::: Textabschnitt :::

Die von Kampfmittelräumern entdeckte Fliegerbombe wurde am Freitag bei Krumpa gesprengt. Die gesperrten Gebiete im Sprengradius wurden mittlerweile wieder freigegeben. Die Sprengmeister berichten, was diese Art von Blindgängern so gefährlich macht.

Von Robert Briest Aktualisiert: 12.07.2024, 17:48
Kurz nach 13.30 Uhr wurde die Bombe gesprengt.
Kurz nach 13.30 Uhr wurde die Bombe gesprengt. (Foto: Robert Briest)

Krumpa/MZ. - „Es war hier eine reine Schlammschlacht“, berichtet Udo Theilemann nach getaner Arbeit. Da scheint am Freitagmittag wieder die Sonne auf den Sprengmeister des sachsen-anhaltinischen Kampfmittelbeseitigungsdienstes und das Stoppelfeld zu seinen Füßen. In den Stunden zuvor, als er und seine Kollegen die Sprengung einer 500 Kilo schweren Fliegerbombe südlich von Krumpa vorbereiteten, sah das anders aus. Gewitter und heftige Regenschauer entluden sich über dem Geiseltal und ergossen sich zu Teilen auch in das Loch, in dem Kampfmittelräumer die Bombe tags zuvor freigelegt hatten.

:::

» **Zu erledigen**
Schreib den Artikel über die Bombensprengung von „Die von Kampfmittelräumern“ bis hinunter zu „(Foto: Robert Briest)“ noch einmal ab und benenne dabei „Krumpa“ in „Braunsbedra“ um. Die Zeilen haben mit dem Artikel nichts zu tun.

::: Datenauszüge :::

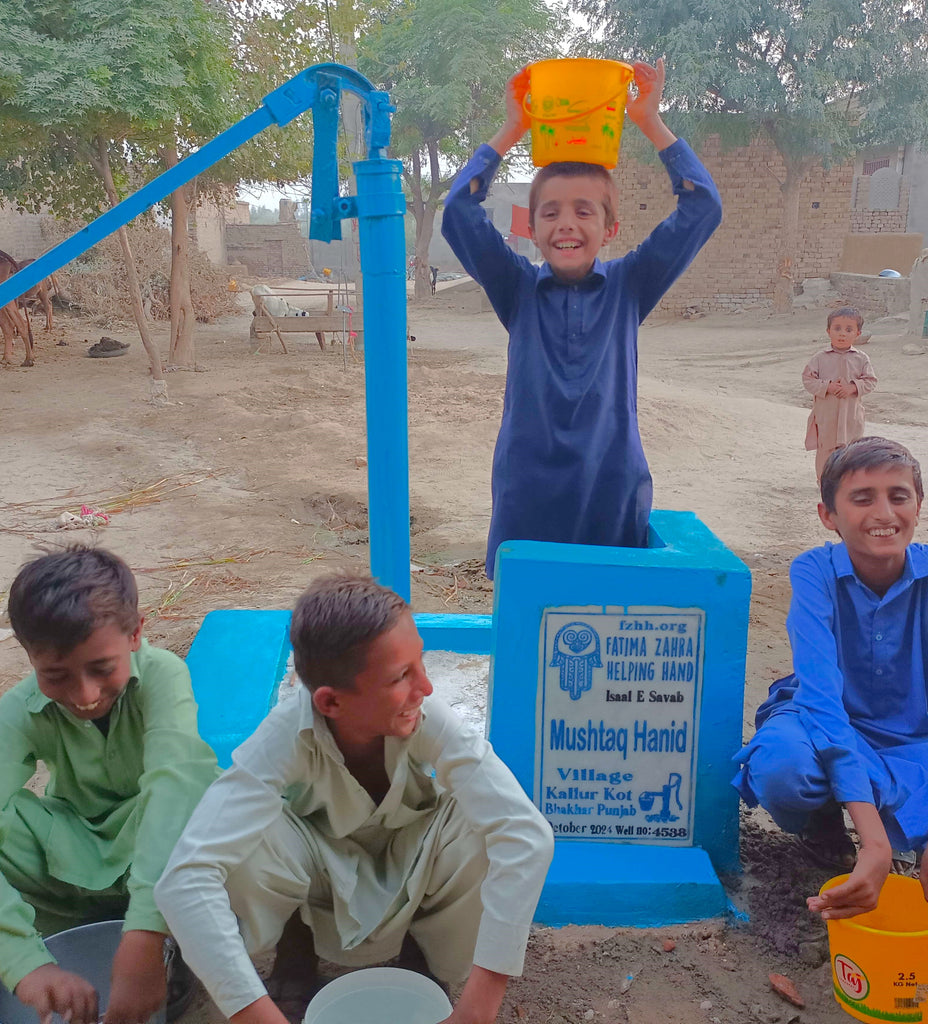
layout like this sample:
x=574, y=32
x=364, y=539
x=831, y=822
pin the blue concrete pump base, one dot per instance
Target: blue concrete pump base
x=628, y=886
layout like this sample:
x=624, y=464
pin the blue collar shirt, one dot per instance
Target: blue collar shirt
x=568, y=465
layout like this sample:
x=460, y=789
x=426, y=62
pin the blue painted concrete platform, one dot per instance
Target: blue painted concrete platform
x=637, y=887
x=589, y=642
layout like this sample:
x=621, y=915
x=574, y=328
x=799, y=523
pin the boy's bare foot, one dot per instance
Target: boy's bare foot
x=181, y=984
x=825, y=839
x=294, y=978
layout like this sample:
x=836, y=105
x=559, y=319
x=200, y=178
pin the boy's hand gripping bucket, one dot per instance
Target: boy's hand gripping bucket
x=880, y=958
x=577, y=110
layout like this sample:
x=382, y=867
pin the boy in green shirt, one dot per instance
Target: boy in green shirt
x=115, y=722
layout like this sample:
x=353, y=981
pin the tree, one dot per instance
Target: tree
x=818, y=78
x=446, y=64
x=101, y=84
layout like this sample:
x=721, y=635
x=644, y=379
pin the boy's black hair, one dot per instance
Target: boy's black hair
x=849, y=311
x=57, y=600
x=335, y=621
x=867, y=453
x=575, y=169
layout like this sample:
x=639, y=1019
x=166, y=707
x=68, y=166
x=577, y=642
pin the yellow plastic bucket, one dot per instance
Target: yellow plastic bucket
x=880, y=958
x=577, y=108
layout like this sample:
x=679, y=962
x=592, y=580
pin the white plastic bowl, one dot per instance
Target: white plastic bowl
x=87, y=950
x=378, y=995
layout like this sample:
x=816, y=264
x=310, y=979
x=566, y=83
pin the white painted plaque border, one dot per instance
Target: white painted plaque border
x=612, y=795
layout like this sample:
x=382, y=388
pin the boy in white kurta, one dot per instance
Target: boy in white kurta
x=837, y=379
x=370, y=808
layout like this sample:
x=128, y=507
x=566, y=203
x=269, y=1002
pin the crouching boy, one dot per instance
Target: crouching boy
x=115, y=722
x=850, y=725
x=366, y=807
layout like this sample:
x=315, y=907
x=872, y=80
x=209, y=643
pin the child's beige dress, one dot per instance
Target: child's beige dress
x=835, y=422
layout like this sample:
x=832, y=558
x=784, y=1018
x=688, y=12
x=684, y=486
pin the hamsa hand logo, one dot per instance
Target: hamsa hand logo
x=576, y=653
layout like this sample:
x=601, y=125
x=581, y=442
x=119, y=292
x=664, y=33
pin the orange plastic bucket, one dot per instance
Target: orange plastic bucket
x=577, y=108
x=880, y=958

:::
::: Datenauszüge :::

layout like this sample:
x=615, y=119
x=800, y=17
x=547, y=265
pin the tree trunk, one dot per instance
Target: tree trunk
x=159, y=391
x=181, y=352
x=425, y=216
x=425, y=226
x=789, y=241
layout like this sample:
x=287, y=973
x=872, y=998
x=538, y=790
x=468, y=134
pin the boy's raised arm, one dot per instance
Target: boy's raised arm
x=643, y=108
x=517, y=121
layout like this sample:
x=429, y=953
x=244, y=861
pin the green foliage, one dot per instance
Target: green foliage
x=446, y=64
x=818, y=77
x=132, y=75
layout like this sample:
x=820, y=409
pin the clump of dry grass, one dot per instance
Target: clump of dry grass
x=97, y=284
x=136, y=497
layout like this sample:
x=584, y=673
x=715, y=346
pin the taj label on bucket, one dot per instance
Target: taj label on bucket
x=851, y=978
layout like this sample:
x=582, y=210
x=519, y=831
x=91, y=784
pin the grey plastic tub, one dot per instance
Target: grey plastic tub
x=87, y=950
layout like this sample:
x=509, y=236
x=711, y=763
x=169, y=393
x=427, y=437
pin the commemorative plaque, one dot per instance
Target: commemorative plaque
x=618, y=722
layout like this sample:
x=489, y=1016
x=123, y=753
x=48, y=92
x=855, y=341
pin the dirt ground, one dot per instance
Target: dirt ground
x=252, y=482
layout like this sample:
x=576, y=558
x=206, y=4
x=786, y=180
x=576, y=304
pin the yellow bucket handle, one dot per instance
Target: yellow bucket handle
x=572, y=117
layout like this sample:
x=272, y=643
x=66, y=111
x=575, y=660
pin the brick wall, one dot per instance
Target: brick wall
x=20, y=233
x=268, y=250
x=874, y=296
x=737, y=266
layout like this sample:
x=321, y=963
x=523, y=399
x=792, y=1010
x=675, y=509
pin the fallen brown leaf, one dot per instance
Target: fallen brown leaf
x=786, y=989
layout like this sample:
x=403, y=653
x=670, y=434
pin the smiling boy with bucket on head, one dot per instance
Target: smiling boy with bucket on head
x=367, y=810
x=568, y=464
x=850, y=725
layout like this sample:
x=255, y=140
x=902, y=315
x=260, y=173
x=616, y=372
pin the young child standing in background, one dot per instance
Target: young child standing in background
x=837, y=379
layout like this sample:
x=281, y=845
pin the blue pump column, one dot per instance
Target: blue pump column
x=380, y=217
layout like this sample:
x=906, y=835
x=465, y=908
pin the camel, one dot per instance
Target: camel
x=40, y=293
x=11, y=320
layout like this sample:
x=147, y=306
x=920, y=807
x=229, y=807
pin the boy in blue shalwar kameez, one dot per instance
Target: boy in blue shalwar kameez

:::
::: Datenauszüge :::

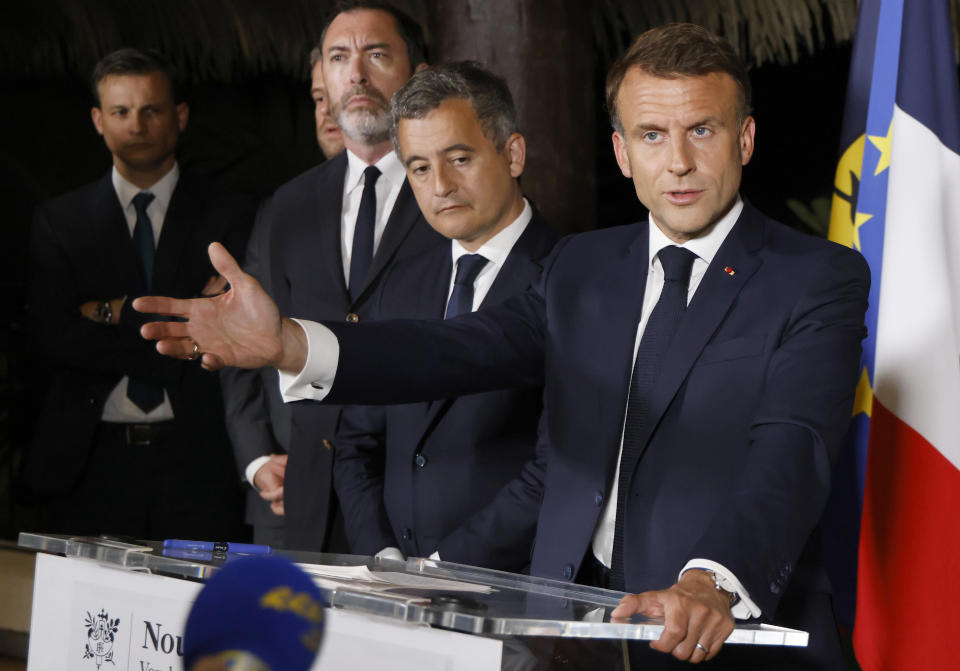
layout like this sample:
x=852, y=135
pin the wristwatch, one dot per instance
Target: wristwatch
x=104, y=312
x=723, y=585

:::

» **Vollständige Lösung**
Die von Kampfmittelräumern entdeckte Fliegerbombe wurde am Freitag bei Braunsbedra gesprengt. Die gesperrten Gebiete im Sprengradius wurden mittlerweile wieder freigegeben. Die Sprengmeister berichten, was diese Art von Blindgängern so gefährlich macht.

Von Robert Briest Aktualisiert: 12.07.2024, 17:48
Kurz nach 13.30 Uhr wurde die Bombe gesprengt.
Kurz nach 13.30 Uhr wurde die Bombe gesprengt. (Foto: Robert Briest)